• _Exercise directions_
Copy every row below word for word, leaving the pictures out of your copy.

(Bounding box annotation entries)
┌──
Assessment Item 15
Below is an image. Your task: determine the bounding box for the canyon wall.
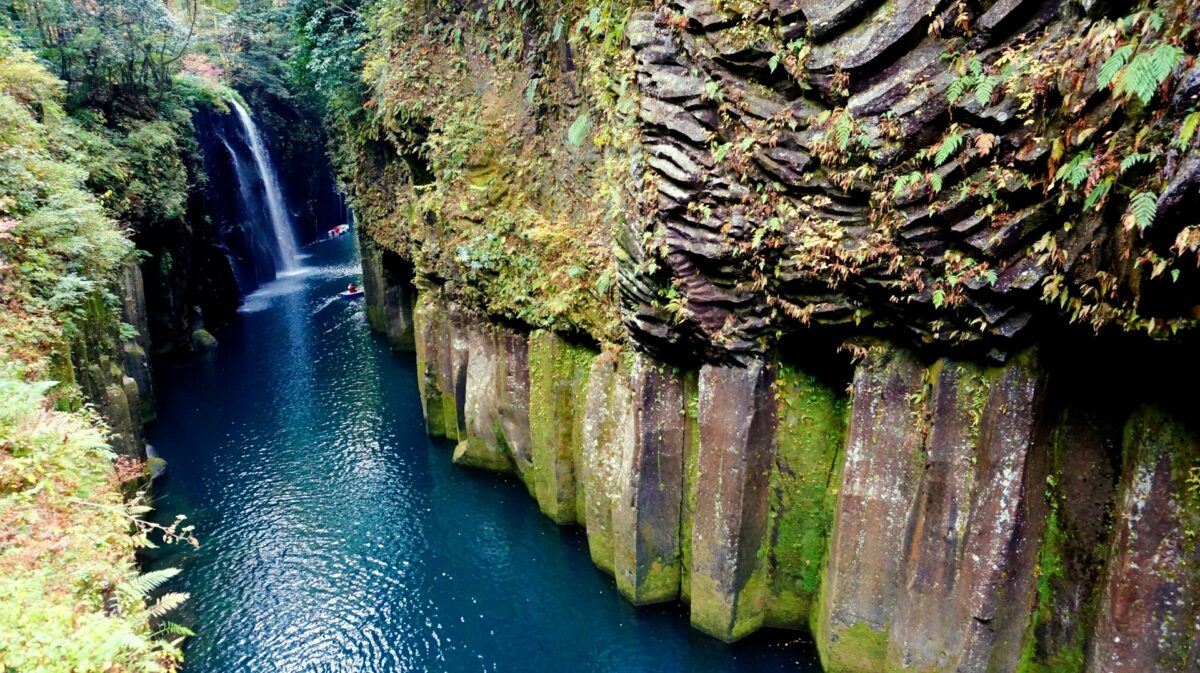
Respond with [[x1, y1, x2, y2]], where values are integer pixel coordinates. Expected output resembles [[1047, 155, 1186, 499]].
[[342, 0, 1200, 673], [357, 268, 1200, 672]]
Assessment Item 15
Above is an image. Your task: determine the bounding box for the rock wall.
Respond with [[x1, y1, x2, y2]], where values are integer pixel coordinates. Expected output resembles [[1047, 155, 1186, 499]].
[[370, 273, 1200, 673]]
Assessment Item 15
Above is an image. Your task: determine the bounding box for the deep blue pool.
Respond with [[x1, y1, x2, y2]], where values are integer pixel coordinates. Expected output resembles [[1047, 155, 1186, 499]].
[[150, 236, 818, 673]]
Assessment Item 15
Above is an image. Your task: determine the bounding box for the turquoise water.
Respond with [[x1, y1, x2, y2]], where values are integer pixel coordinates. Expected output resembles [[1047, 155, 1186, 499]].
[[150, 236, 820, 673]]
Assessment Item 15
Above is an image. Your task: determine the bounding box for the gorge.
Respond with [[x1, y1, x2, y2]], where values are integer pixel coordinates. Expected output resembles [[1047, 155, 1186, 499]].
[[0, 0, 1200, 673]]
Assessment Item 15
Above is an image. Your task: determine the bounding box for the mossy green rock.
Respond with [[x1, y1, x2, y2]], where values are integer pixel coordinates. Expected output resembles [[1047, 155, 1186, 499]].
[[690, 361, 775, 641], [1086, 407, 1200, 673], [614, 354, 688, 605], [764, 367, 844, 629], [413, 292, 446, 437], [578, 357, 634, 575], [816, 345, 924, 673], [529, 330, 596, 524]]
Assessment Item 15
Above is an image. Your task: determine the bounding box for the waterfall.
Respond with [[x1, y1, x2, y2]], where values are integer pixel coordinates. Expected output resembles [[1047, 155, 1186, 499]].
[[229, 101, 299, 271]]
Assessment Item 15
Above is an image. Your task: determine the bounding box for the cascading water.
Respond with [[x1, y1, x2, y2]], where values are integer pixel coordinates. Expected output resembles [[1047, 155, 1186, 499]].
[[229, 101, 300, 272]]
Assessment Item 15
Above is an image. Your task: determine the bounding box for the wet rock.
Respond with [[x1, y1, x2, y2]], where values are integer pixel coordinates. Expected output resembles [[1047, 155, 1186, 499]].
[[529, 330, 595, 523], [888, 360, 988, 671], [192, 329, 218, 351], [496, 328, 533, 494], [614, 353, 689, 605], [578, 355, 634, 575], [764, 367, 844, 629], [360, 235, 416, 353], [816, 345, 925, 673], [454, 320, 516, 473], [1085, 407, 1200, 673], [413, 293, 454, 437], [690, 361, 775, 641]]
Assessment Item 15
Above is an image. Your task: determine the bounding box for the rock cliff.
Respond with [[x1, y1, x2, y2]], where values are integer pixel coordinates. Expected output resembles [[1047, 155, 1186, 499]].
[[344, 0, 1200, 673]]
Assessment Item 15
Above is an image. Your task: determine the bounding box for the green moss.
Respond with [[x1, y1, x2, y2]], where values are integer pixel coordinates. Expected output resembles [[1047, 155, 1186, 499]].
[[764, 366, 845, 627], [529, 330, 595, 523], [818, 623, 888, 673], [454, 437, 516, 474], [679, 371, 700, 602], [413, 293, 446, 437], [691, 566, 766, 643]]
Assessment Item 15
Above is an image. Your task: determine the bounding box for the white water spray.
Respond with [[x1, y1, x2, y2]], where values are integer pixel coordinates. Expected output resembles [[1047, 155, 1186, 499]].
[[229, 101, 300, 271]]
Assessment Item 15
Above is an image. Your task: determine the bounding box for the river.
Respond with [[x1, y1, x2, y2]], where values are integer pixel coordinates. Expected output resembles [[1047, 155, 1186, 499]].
└──
• _Reply to the task_
Assessment Item 15
Below is an image. Your task: determine the bounding box for the canyon wall.
Respond with [[x1, y1, x2, y2]], where values are integer pixel coordinates. Expected output resembles [[1047, 155, 1186, 499]].
[[342, 0, 1200, 673], [357, 268, 1200, 672]]
Assessment Item 15
Above is an image. Your task: determine the bounding box for the rock wall.
Respond with [[x1, y1, x2, y2]], where values are integer pixel coordinates. Expected output resembles [[1047, 155, 1186, 499]].
[[370, 273, 1200, 673]]
Assessment Item 15
Above is an image. Your task: determine the bounding box for the deep blue pool.
Respond with [[x1, y1, x2, y2]], where values are integer pixel coordinates. Expected output resembles [[1047, 155, 1186, 499]].
[[150, 236, 818, 673]]
Assessment Item 15
Above is an image. Your task: determine the bounding box for the turquoise water.
Respond with [[x1, y1, x2, y2]], where values are integer pixel coordinates. Expected output resembles [[1047, 155, 1186, 499]].
[[150, 236, 820, 673]]
Assessment Item 15
Above is an image. Your task: determine the bounding box for the gorge.
Respond with [[x1, y1, x2, y2]], where values are integer pixel coordinates. Expected output resembles [[1047, 155, 1186, 499]].
[[0, 0, 1200, 673]]
Assessment Item 15
Above is an image. Your task: determine the bounding box for the mossy green rock.
Respond with [[x1, y1, x2, y2]], where values are integer pixel coordinates. Expected output resembles [[1047, 155, 1186, 499]].
[[690, 361, 775, 641], [1086, 407, 1200, 673], [614, 354, 688, 605], [764, 367, 844, 629], [413, 292, 446, 437], [578, 357, 634, 575], [816, 345, 924, 673], [529, 330, 596, 524]]
Assessment Item 15
Above is an image. Your task: determine the bounding box for the waterfall.
Respond with [[x1, y1, x2, y2]], where values are integer pixel coordinates. Expected output resembles [[1047, 155, 1186, 499]].
[[229, 101, 299, 271]]
Assessment Item 15
Above is an image. Your task: determine the bounding box for the cascading water.
Respond with [[x1, y1, x2, y2]], where values are integer pixel coordinates. Expected output resembles [[1047, 155, 1186, 499]].
[[229, 101, 300, 272]]
Assessment Item 15
Above is an image. Your task: determine the bounding box for the wet rock.
Respond with [[x1, y1, x2, y2]], where values are integer pixel coordinates. Expected output resembles [[1047, 155, 1186, 499]].
[[529, 330, 595, 523], [888, 360, 988, 671], [192, 329, 218, 351], [496, 328, 533, 494], [614, 353, 689, 605], [578, 355, 634, 575], [764, 367, 844, 629], [360, 235, 416, 353], [816, 345, 925, 673], [454, 320, 516, 473], [1085, 407, 1200, 673], [413, 293, 454, 437], [690, 361, 775, 641]]
Assessment Item 15
Above is an image. Your task: determine the bounding box for the rock cliff.
Respond with [[x1, y1, x2, y2]], where values are integer pixel coordinates. Expected output resembles [[1047, 155, 1186, 499]].
[[344, 0, 1200, 673]]
Assessment Item 15
Above is an image. Your task: determine the bounding box for the green moss.
Respond with [[x1, y1, x2, y2]], where values are integer pixel coordinates. Expected output resembles [[1047, 155, 1186, 499]].
[[764, 366, 845, 627], [529, 330, 595, 523], [818, 623, 888, 673], [454, 437, 516, 474], [679, 371, 700, 602], [413, 293, 446, 437], [691, 566, 766, 643]]
Assessment Item 15
Above is an image. Your task: determine the bounding box for the white water spray.
Respond with [[x1, y1, x2, y2]], where values are integer pixel coordinates. Expected output resembles [[1047, 155, 1186, 499]].
[[229, 101, 300, 271]]
Assessment Item 15
Above is an image. Your task: determine the bounding box for the river.
Respond with [[x1, y1, x2, y2]], where values are integer pixel coordinates. Expected output resembles [[1047, 155, 1186, 499]].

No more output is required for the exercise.